## Aim
Rewrite the material with every "JSON array" replaced by "JSON list", keeping everything else the same. Leave out the pictures.

= = = =

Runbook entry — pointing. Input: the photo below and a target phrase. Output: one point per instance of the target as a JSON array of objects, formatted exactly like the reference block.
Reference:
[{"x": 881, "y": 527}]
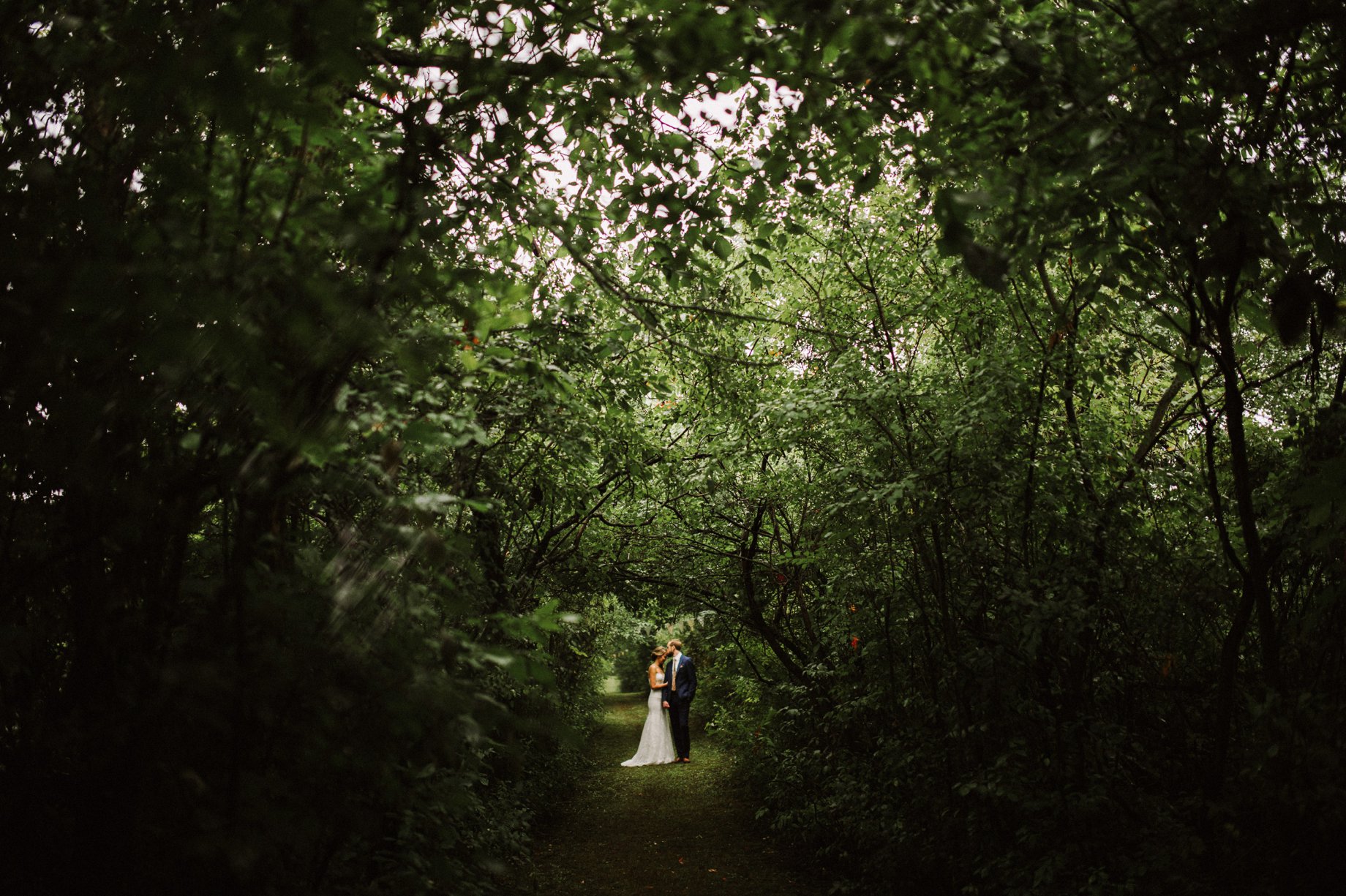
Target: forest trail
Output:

= = = =

## Response for this exercise
Runbook entry — pointing. Input: the photo below and a target phrase. Output: one point per instance of the target as a JSON list of objects, formatted exactly like the reference block.
Reference:
[{"x": 881, "y": 527}]
Target: forest trail
Output:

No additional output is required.